# Text block
Listed Building – Grade I
- Designated: 8 May 1950
- Reference no.: 1062486

= Angel and Royal =

Hotel in Grantham, Lincolnshire, in operation since 1203

The Angel and Royal is a hotel in Grantham, Lincolnshire, which has had a hotel on site since 1203, making it one of the oldest hotels in the world. The hotel is known to have hosted a large number of royals in the past.

==History==
Originally there was a hostel on the site which was named The Angel, this built by the Knights Templar in 1203 on the Great North Road, which at the time passed through the centre of Grantham. The hostelry was run by the Knights until their dissolution in 1312. The hostel started developing into a coaching inn over the years.

In 1812 the Inn was sold by Lord Brownlow to Sir William Manners, along with his other property in Grantham. In 2002 the hotel was purchased by Ashdale Hotels and underwent extensive renovation. In 2019 the hotel was sold to a local businessman and has traded as an independent hotel since. In November 2025 it was awarded 3 stars by the AA.

===Royal visits===
A number of English royals are known to have stayed at The Angel. The first to stay was King John, who held court at the hotel on 23 February 1213. Edward III and Queen Philippa stayed at the hotel in the 14th century; their heads are carved on the front of the building.

On 19 October 1483 Richard III held court at the inn. It was from the "Chambre de' Roi" that he sent a letter requesting for the Great Seal to issue the death warrant against his cousin, Henry Stafford, 2nd Duke of Buckingham for his instigation of Buckingham's rebellion. Copies of the letter, the original of which is kept by the British Museum, are displayed in the hotel's dining room.

[Referring expression data]

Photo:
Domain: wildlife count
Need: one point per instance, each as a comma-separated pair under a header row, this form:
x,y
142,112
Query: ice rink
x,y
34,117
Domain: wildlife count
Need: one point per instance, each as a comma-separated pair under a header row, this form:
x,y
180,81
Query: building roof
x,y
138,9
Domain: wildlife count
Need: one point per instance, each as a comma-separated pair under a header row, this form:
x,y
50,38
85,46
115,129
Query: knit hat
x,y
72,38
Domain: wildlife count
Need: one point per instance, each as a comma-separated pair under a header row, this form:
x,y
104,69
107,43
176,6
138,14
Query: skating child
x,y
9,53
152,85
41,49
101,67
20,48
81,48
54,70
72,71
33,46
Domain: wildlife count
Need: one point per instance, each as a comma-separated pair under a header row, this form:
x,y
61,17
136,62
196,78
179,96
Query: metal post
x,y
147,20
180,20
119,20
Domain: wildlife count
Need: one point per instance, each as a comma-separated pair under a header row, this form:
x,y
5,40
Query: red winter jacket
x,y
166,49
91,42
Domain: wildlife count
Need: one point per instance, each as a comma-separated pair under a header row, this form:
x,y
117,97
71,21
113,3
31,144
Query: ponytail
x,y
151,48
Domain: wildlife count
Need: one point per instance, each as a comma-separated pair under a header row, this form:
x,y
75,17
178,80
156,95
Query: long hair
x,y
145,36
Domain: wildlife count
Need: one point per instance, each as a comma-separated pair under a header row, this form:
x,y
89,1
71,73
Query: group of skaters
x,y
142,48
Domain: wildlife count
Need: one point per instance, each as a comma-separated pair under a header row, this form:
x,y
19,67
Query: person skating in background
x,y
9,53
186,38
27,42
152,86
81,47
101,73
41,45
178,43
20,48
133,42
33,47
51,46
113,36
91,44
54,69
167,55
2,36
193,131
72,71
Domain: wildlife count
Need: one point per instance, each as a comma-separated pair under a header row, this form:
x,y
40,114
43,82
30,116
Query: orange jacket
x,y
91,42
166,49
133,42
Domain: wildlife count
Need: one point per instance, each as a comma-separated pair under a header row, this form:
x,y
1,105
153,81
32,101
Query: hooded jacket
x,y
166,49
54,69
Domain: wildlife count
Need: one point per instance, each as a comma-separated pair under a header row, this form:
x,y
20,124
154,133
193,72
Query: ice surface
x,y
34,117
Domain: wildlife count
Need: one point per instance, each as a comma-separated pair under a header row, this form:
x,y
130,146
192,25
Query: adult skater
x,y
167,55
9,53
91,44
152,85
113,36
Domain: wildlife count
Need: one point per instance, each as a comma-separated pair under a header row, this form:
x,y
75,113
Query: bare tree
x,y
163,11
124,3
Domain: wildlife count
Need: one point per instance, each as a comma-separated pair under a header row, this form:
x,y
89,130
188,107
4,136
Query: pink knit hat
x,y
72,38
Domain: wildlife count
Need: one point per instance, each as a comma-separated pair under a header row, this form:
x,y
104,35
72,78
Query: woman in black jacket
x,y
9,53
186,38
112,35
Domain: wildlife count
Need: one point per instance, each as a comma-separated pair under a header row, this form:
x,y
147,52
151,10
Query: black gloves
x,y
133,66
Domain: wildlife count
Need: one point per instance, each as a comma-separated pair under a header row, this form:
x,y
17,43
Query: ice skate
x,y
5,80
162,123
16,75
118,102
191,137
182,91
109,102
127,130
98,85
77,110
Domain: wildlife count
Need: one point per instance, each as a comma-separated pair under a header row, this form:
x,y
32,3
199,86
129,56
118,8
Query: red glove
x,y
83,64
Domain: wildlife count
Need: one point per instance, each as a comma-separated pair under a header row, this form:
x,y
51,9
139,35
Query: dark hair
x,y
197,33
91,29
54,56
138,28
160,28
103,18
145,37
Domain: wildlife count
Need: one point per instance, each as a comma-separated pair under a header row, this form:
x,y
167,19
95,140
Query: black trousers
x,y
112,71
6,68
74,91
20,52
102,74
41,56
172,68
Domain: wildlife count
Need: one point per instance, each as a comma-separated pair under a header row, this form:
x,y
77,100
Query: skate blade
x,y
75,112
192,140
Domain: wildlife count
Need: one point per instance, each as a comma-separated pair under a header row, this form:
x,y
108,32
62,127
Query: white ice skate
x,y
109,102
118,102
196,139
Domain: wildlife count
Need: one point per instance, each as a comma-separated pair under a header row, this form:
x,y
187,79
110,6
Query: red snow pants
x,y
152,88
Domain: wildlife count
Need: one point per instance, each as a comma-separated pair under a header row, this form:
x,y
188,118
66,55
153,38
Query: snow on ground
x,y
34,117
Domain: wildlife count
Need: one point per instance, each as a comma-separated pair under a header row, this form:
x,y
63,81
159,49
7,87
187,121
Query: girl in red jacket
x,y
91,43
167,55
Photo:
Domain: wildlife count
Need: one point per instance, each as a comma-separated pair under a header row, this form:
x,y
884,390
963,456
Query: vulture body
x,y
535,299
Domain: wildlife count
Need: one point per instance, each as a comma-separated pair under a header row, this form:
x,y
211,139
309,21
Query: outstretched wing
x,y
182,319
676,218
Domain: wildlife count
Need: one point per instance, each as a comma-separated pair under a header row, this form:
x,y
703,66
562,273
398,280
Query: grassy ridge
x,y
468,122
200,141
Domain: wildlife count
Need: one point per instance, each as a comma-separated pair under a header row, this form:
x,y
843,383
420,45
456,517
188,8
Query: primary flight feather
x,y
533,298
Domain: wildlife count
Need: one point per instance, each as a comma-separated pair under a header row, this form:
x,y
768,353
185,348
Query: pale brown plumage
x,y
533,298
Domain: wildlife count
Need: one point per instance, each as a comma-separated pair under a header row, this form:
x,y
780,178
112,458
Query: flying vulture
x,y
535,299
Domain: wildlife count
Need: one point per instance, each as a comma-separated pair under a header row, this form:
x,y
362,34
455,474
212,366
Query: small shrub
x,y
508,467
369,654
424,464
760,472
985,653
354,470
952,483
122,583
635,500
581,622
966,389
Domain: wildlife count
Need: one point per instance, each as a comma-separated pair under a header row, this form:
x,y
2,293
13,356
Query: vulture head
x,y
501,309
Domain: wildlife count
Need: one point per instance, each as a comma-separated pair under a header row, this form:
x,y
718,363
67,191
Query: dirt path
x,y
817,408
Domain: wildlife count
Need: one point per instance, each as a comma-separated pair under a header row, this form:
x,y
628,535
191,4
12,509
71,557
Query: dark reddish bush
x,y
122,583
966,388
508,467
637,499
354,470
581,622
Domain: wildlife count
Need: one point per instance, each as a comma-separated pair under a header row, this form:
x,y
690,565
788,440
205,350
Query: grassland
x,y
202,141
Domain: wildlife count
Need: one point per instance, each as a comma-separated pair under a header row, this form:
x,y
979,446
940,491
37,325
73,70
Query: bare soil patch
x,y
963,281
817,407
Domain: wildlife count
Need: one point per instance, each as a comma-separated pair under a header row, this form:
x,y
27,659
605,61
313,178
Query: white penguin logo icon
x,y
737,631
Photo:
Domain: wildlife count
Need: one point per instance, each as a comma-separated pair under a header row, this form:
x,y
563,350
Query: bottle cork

# Instructions to follow
Transcribe the Angel and Royal text from "In 1812 the" up to and including "stars by the AA.".

# Result of this task
In 1812 the Inn was sold by Lord Brownlow to Sir William Manners, along with his other property in Grantham. In 2002 the hotel was purchased by Ashdale Hotels and underwent extensive renovation. In 2019 the hotel was sold to a local businessman and has traded as an independent hotel since. In November 2025 it was awarded 3 stars by the AA.